Natural language region descriptions
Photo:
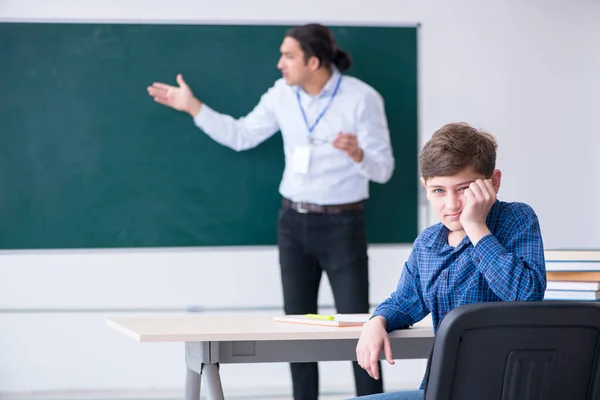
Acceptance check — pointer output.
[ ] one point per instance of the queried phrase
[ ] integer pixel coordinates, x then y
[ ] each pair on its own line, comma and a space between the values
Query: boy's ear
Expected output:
424, 183
496, 178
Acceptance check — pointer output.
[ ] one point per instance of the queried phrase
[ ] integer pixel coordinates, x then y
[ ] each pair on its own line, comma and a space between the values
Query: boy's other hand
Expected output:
480, 197
373, 339
179, 97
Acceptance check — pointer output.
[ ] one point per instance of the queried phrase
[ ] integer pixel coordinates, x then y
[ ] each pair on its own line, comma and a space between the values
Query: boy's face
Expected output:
446, 194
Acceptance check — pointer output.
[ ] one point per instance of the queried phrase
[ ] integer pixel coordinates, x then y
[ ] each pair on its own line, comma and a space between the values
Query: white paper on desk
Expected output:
339, 320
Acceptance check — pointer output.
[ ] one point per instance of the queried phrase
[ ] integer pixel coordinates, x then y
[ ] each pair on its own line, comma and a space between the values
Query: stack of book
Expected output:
572, 275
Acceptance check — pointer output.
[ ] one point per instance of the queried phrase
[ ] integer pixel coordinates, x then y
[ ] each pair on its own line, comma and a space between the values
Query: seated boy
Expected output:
482, 250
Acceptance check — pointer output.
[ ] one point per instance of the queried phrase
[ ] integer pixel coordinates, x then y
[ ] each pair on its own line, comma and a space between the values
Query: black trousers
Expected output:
308, 245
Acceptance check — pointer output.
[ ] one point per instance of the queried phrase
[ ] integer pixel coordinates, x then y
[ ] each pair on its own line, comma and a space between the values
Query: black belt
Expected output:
321, 209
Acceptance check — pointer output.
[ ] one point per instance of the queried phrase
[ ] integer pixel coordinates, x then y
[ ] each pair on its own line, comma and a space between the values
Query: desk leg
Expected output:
212, 382
192, 385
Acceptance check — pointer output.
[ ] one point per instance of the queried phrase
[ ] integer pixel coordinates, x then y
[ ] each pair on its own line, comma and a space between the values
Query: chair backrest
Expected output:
533, 350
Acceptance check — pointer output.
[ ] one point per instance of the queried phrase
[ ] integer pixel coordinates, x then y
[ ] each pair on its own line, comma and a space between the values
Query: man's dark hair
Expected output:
317, 41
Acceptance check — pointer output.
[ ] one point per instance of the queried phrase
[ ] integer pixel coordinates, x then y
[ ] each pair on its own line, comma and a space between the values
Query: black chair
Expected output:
538, 350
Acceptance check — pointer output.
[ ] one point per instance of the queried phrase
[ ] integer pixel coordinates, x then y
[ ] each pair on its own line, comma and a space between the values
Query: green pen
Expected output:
324, 317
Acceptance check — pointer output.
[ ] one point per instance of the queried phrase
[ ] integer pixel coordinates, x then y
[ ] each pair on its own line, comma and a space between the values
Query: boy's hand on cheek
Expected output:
480, 197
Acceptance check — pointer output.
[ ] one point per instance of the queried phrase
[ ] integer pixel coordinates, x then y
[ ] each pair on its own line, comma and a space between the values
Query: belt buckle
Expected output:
300, 208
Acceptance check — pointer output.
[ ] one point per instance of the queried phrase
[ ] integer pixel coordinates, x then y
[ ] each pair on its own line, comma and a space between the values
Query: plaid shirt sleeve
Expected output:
405, 306
516, 271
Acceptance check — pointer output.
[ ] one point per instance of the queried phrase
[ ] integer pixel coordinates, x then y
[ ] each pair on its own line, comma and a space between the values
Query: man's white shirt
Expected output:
331, 177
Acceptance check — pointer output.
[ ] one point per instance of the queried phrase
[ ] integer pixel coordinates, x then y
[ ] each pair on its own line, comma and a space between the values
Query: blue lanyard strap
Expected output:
312, 127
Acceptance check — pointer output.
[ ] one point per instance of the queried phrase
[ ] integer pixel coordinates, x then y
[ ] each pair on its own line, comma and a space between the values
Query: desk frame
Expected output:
203, 358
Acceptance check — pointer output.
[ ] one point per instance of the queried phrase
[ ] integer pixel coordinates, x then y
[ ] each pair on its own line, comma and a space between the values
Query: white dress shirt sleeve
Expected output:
374, 139
245, 132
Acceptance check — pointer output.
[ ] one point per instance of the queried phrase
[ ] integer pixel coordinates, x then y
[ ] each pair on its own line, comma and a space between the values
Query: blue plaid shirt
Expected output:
506, 265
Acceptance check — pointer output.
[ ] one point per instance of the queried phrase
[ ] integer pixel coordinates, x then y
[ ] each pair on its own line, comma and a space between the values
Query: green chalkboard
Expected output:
88, 160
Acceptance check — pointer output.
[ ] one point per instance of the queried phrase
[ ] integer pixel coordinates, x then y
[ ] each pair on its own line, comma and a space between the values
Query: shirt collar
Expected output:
329, 85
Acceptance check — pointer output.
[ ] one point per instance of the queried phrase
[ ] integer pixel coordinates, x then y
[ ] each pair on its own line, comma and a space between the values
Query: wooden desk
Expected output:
214, 339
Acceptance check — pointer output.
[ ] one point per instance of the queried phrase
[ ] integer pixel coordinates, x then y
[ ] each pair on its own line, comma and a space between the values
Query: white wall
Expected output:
525, 70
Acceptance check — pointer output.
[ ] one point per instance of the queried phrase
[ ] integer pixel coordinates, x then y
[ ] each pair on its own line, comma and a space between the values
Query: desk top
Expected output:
240, 327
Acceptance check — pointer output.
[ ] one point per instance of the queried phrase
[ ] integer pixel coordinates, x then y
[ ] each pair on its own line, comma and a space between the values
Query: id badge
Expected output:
301, 159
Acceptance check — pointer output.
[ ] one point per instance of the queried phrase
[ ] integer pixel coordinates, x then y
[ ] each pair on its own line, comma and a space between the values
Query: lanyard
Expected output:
312, 127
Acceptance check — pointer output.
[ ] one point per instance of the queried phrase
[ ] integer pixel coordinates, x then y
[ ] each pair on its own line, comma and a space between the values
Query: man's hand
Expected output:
480, 197
348, 143
373, 339
180, 98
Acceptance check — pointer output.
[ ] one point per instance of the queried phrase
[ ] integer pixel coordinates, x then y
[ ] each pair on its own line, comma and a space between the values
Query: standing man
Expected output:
336, 140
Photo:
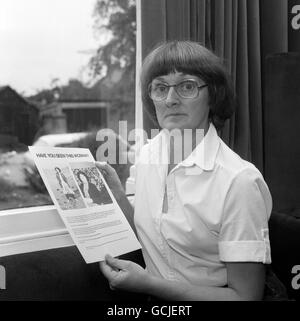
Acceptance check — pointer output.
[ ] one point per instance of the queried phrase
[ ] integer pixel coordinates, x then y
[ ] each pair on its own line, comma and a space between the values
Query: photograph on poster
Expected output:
90, 184
64, 188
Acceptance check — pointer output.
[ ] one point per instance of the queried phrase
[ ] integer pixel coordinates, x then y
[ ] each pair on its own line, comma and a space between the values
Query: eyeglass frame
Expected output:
175, 85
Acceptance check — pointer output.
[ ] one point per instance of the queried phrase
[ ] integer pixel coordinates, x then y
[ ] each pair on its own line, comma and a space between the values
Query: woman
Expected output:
90, 190
63, 183
203, 221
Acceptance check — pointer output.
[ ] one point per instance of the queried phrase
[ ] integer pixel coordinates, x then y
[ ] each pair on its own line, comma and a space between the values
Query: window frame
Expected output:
31, 229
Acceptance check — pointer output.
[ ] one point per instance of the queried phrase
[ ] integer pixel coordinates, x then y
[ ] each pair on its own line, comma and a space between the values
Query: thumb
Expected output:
115, 263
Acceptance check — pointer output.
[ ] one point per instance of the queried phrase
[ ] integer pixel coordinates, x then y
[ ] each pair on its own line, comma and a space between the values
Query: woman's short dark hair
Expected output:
194, 59
82, 173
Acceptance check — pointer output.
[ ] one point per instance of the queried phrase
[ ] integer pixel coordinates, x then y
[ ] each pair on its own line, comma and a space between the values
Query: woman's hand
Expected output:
124, 275
112, 179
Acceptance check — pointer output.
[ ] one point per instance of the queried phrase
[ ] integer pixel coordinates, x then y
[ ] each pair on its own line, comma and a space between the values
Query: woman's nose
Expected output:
172, 97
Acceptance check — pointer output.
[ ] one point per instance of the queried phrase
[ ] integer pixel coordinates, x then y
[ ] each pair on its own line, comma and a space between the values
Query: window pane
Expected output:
61, 81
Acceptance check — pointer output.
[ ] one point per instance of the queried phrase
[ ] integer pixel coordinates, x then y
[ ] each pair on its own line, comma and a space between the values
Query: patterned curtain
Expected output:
243, 33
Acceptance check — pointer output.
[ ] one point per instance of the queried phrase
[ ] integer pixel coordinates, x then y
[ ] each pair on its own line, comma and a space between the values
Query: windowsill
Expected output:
32, 229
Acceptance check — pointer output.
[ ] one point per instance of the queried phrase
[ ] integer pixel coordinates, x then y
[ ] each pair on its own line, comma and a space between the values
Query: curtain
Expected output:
243, 33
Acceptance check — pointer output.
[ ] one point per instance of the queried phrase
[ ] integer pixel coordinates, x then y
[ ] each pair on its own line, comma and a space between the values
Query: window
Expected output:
56, 83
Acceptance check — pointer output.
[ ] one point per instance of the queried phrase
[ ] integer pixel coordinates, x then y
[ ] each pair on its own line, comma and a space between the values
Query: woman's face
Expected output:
83, 178
182, 113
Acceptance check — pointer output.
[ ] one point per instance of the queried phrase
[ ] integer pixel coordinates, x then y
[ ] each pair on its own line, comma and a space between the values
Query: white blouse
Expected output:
218, 211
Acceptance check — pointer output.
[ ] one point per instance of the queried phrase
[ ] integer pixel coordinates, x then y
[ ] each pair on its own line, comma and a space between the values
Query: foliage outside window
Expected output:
75, 107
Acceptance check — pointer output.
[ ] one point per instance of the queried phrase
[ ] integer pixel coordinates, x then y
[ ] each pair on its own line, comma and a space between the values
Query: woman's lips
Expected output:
174, 115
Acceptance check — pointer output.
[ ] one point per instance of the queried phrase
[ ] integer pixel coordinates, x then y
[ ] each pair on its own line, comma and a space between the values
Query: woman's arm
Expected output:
112, 179
245, 282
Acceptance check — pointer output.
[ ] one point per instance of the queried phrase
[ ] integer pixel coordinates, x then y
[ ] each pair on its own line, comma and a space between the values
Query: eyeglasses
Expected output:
187, 89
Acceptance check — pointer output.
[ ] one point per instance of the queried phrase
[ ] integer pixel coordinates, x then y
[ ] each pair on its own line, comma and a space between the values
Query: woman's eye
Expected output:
160, 88
188, 85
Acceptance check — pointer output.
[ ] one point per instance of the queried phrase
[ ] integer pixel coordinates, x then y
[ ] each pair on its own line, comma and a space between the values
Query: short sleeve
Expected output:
244, 234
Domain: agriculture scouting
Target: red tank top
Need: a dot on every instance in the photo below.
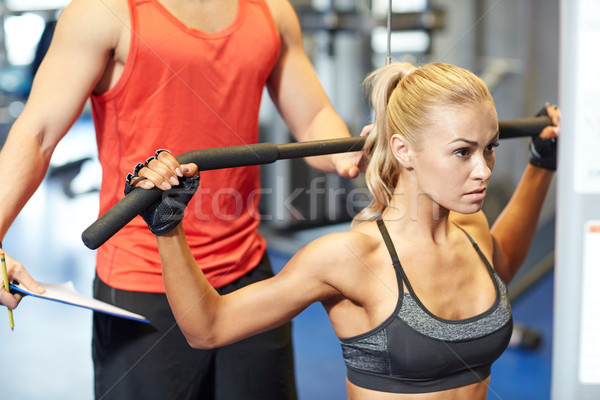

TASK INSTRUCTIONS: The answer must consist of every line above that holds the string "woman", copied exactly.

ANSWER BOX:
Query: woman
Query: woman's short dark hair
Query: woman's hand
Query: woman's nose
Query: woman's face
Query: woman's lips
Query: woman's arm
Query: woman's eye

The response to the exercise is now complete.